# [The problem]
Report each line of the records below that contains the string "every", and copy those lines in full. Case counts.

Picture shape labeling records:
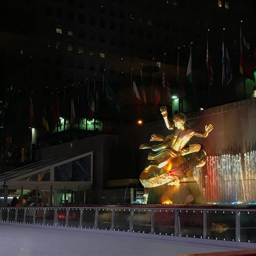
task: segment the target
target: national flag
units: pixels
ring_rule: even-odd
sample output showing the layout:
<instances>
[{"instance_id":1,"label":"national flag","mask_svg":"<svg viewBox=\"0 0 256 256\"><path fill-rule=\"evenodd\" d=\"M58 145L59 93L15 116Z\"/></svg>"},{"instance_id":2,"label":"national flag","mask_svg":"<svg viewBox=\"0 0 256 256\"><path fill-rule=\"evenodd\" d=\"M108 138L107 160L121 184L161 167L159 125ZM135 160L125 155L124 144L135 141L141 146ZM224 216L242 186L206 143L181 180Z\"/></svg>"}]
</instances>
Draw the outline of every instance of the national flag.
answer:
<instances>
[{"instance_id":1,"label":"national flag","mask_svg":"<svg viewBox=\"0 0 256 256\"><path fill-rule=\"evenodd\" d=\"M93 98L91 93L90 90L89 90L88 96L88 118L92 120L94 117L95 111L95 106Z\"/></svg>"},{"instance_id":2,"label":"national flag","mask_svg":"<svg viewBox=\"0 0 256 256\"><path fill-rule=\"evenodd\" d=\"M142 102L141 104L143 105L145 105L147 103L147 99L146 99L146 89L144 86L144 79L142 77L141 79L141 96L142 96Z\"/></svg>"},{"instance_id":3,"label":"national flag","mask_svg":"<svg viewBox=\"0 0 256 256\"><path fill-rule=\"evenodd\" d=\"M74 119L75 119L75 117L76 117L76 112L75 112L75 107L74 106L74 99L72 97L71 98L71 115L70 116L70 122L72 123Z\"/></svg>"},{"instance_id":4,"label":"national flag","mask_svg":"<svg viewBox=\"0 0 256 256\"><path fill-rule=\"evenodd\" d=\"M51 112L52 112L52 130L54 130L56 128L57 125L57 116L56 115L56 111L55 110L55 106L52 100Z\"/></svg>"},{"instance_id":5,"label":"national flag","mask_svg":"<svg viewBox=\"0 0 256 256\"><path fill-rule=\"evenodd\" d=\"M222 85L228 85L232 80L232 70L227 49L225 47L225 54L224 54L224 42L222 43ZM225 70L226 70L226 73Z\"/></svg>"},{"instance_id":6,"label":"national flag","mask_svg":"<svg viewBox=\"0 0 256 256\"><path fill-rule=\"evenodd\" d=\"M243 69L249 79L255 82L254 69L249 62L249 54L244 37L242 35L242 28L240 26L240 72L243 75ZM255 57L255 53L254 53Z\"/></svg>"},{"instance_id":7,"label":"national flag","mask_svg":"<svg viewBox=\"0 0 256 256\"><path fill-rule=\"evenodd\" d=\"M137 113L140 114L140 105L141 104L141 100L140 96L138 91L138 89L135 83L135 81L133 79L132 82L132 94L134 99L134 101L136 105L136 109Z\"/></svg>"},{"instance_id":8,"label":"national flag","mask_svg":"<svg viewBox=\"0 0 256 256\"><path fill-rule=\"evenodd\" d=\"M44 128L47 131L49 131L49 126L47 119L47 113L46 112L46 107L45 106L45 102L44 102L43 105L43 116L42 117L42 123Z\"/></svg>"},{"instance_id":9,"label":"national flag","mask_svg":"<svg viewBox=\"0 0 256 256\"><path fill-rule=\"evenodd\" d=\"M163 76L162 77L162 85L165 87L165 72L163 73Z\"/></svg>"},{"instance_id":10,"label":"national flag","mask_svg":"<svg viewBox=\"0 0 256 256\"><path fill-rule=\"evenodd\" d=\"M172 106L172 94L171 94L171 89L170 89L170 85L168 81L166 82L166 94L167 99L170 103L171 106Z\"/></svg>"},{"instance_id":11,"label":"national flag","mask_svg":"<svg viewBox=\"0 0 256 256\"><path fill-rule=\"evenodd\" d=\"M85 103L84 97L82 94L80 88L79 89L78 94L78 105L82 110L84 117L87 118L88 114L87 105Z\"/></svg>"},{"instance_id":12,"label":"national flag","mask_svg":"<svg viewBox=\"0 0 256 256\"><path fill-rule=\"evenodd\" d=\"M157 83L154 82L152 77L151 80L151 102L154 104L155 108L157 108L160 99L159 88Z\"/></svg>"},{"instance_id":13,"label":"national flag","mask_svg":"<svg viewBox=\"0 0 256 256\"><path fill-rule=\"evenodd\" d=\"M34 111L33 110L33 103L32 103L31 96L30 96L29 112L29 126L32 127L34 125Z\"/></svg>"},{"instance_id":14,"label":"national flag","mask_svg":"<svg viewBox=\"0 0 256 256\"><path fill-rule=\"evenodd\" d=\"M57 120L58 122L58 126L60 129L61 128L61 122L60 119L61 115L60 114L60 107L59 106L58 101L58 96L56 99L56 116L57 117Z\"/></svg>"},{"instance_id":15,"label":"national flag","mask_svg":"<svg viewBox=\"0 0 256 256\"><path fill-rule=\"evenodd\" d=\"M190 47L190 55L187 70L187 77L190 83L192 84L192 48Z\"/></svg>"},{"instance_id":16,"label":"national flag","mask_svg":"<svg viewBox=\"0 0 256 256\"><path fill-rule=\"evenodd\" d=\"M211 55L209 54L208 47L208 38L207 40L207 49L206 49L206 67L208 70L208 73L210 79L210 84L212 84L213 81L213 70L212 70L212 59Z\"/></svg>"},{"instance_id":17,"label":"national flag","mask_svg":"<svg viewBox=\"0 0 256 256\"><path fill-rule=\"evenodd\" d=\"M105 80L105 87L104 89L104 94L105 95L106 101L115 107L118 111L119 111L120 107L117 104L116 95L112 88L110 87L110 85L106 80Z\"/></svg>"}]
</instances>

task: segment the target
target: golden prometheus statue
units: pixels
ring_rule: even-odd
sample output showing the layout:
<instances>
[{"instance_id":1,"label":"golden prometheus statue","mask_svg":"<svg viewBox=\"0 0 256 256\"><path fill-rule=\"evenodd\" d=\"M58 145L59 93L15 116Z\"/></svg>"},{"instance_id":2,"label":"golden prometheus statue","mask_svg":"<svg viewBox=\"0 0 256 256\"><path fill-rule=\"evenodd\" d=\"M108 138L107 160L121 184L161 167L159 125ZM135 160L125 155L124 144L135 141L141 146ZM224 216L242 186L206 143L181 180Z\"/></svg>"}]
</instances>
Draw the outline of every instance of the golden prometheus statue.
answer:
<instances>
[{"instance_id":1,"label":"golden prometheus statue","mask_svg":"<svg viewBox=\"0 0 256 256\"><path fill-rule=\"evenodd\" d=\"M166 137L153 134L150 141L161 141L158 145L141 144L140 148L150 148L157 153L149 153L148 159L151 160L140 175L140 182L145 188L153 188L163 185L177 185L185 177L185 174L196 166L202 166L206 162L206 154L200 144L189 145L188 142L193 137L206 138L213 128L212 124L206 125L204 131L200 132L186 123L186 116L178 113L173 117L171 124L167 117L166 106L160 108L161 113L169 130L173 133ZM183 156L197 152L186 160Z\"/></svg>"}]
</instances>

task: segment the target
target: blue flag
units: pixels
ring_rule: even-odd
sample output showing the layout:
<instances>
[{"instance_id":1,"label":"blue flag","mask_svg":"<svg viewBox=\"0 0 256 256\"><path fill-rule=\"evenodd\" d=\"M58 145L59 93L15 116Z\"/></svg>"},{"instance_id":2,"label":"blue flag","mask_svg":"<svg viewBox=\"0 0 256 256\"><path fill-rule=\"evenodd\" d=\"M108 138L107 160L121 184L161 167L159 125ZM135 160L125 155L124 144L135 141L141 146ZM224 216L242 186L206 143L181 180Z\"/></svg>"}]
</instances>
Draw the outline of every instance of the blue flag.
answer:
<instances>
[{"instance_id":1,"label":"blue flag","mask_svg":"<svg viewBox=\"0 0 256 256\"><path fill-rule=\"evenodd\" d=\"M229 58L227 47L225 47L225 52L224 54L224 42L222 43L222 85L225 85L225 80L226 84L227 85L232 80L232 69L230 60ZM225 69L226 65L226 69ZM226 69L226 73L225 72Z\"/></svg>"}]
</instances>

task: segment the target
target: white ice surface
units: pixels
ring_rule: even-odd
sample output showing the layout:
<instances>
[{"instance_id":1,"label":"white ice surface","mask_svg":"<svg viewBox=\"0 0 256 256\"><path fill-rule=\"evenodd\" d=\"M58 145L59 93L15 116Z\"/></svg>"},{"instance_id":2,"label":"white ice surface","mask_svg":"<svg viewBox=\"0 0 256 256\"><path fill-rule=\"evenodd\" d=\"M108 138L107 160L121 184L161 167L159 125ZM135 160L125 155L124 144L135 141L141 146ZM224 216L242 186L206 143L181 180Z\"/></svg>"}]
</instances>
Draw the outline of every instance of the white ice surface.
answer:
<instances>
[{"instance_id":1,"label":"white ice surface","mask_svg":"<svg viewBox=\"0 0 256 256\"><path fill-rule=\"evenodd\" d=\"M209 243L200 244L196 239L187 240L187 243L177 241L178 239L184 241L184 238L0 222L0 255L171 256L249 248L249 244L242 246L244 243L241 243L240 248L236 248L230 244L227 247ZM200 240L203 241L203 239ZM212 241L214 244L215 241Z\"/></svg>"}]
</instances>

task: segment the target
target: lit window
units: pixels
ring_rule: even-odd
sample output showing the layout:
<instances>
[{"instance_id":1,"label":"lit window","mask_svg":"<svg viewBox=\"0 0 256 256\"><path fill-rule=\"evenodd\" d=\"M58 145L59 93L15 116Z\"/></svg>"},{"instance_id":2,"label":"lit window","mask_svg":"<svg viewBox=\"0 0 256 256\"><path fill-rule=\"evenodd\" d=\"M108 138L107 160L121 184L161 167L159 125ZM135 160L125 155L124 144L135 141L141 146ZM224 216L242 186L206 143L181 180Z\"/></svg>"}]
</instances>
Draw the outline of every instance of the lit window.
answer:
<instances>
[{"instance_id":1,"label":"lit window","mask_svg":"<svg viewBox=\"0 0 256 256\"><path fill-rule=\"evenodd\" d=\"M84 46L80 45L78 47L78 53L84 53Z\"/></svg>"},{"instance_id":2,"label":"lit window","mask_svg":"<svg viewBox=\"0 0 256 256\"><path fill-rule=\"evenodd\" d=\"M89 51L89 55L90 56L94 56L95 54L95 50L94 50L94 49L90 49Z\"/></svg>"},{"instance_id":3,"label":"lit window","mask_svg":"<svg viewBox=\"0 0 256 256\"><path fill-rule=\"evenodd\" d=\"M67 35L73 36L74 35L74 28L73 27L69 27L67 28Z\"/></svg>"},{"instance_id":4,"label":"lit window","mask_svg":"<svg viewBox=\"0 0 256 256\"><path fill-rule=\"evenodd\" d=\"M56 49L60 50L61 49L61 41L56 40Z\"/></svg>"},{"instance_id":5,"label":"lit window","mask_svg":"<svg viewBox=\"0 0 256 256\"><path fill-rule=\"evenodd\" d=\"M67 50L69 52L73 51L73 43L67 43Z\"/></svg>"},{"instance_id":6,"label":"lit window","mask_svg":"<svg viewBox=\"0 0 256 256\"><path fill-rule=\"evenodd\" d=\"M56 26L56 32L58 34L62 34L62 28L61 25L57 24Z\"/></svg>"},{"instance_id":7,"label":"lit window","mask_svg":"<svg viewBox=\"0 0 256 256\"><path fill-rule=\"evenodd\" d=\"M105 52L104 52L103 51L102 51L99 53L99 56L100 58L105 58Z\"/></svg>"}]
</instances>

* * *

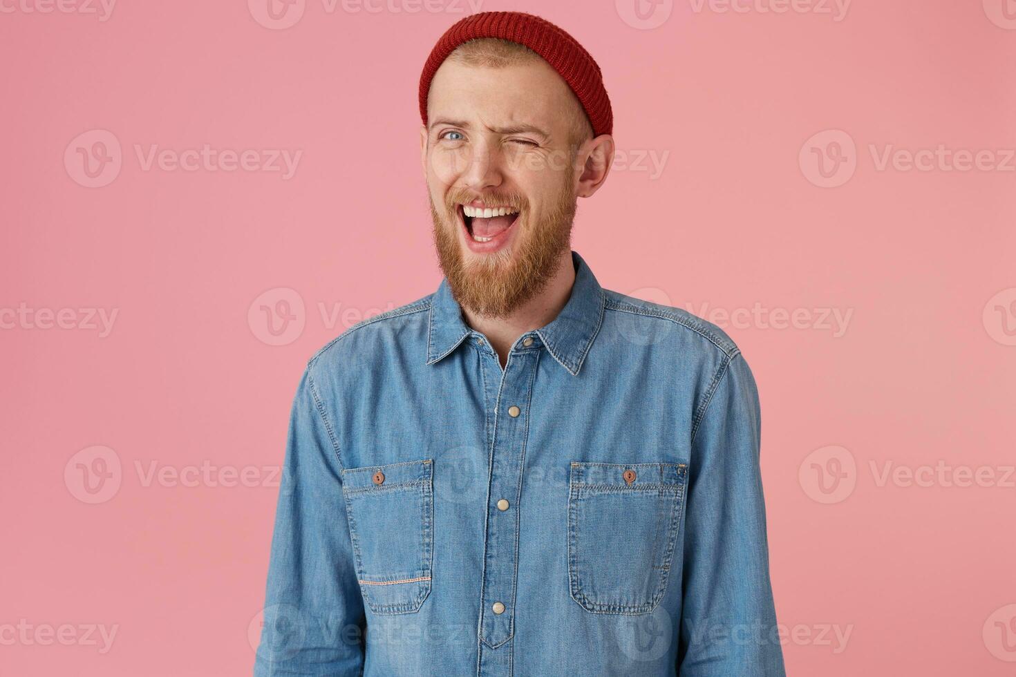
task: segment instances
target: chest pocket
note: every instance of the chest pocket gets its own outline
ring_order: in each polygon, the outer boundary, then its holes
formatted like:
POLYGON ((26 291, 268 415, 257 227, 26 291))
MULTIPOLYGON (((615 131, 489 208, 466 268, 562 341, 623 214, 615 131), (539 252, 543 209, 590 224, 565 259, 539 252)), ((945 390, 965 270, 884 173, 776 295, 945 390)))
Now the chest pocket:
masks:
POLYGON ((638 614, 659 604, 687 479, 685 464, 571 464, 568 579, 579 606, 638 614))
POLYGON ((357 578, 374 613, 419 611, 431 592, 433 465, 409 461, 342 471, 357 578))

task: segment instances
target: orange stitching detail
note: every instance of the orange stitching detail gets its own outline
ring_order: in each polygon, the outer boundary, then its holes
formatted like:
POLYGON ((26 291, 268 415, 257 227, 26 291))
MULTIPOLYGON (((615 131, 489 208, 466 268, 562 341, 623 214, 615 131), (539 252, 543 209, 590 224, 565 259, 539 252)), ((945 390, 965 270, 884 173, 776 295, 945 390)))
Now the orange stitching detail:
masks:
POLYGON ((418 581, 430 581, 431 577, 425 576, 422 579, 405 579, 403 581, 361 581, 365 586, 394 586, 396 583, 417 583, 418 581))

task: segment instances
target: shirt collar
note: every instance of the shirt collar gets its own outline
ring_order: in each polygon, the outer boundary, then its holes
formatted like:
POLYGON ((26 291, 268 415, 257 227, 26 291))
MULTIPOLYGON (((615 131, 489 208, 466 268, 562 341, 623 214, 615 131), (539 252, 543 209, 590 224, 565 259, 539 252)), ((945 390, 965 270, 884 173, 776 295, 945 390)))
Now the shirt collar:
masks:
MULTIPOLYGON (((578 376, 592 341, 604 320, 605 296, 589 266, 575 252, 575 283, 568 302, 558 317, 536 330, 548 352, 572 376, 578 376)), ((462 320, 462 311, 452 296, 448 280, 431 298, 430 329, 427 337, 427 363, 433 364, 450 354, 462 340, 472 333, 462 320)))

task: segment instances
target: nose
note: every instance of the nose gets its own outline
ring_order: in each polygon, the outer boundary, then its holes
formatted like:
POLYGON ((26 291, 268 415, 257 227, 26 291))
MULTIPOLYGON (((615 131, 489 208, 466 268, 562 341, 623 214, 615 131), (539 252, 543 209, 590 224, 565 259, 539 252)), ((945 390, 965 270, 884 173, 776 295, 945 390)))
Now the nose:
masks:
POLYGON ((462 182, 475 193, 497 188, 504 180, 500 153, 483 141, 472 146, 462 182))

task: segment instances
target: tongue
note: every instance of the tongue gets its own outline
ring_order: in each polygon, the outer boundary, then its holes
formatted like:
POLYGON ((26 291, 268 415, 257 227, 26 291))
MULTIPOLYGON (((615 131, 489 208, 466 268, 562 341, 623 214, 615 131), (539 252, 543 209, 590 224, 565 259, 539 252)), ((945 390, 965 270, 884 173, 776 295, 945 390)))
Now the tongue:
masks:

---

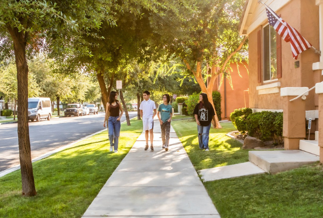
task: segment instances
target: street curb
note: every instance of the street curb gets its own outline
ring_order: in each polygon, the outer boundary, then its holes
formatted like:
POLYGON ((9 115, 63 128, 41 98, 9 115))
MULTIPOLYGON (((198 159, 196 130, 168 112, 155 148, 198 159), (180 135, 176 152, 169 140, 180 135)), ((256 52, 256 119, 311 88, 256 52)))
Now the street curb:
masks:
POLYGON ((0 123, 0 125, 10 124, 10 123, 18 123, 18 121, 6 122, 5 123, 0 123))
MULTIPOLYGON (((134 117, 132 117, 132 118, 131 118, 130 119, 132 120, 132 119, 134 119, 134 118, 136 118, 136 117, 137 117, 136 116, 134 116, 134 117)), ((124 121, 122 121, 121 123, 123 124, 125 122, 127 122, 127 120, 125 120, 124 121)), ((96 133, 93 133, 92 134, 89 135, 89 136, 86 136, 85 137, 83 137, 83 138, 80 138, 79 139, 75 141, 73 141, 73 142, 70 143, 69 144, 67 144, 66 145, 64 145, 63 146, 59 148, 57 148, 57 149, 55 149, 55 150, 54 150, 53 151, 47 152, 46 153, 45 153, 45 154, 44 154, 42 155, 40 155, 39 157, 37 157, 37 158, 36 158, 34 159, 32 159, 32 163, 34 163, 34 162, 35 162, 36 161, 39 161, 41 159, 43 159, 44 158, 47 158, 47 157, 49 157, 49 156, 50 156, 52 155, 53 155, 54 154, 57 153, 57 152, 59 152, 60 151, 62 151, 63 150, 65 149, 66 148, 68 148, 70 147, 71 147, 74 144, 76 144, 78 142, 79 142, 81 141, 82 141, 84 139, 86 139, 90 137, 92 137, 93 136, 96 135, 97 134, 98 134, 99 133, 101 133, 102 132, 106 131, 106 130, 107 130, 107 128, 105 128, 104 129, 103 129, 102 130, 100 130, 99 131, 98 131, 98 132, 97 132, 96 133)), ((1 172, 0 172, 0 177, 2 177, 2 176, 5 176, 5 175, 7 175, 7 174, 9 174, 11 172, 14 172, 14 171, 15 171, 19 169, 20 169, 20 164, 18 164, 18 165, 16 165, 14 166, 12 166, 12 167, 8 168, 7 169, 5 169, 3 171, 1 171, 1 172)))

# [Response]
Draw the outline of every instance of the national flag.
Draw the outline of every instance of the golden prometheus statue.
Draw the outline of every instance of the blue flag.
Draw the outline of every instance of the white ice surface.
Draw the outline of every instance of the lit window.
note: every instance of the chest pocket gets its own outline
note: every instance of the orange stitching detail gets its own outline
note: every instance of the shirt collar gets its own outline
note: every instance of the nose gets its own outline
note: every instance of the tongue gets its own outline
note: every instance of the street curb gets its own outline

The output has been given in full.